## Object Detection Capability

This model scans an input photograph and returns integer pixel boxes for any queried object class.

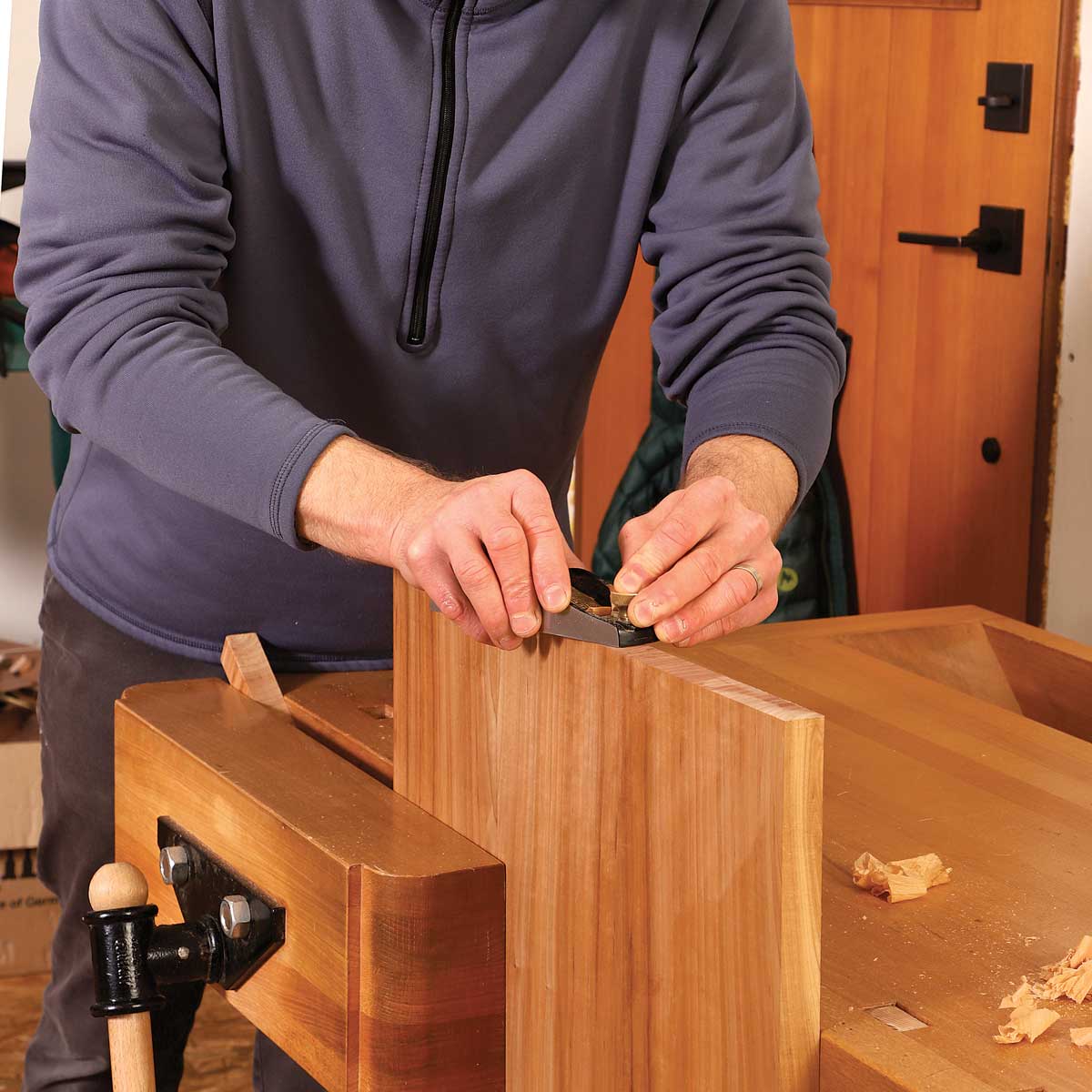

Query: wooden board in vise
[115,679,504,1092]
[394,581,823,1092]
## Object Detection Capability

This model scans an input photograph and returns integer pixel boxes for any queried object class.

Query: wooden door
[578,0,1071,616]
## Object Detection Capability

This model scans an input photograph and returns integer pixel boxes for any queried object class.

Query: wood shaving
[997,978,1034,1009]
[853,853,951,902]
[994,1001,1061,1044]
[1030,960,1092,1005]
[1067,937,1092,966]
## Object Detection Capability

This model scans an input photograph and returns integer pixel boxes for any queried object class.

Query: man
[17,0,843,1092]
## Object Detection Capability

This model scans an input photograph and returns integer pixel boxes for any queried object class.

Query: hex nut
[219,895,250,940]
[159,845,190,886]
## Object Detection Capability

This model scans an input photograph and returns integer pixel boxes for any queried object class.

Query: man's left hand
[615,437,796,648]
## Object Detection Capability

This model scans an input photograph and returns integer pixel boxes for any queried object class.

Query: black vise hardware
[83,906,166,1016]
[157,815,285,989]
[83,817,285,1016]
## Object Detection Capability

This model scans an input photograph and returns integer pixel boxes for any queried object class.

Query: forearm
[682,436,799,539]
[296,436,443,566]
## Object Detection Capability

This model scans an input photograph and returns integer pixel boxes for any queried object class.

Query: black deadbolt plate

WHAT YOU NEED TO DO:
Rewrite the rows from the very beginning up to and including the line that holds "[578,0,1071,616]", with "wooden" changed to "timber" and everything else left as it is. Omit the pictures from your answer.

SOLUTION FOR THIS TASK:
## Object Detection Capability

This model scans an input photograph and returns integer pixel boxes for any queried object class.


Query: timber board in vise
[115,679,504,1092]
[394,581,823,1092]
## Object Detection Capability

This model scans an input photograph and returns integer pixel boxes for any queried object class.

Query: timber door
[578,0,1071,616]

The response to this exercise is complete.